## ACTIVITY:
Count how many lines in the entries below hold "outline". Only the number belongs in the answer.

┌──

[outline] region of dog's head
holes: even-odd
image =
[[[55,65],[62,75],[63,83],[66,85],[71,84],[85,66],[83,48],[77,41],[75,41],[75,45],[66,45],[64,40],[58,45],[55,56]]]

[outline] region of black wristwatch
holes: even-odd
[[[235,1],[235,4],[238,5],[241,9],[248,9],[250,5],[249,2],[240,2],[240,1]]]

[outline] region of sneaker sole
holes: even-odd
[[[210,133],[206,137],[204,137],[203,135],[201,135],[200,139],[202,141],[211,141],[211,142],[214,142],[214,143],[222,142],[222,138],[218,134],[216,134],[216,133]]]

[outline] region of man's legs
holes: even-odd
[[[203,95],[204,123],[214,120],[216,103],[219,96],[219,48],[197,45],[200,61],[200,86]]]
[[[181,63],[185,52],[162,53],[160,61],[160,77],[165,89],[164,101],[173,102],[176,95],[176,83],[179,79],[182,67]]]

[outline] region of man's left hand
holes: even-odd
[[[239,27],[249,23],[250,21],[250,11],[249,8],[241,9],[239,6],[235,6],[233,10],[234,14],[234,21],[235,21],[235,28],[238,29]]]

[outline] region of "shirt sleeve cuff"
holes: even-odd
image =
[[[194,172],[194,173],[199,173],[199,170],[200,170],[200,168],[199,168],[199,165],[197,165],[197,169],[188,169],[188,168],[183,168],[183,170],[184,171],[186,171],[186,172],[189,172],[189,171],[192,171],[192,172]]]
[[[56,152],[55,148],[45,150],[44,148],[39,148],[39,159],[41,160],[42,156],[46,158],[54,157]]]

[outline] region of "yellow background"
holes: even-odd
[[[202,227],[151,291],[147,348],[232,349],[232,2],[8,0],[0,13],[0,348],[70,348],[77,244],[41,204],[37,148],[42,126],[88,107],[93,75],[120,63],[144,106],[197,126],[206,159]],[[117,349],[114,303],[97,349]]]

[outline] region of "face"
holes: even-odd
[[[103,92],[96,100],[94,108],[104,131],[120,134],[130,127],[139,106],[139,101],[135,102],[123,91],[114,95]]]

└──

## EXERCISE RESPONSE:
8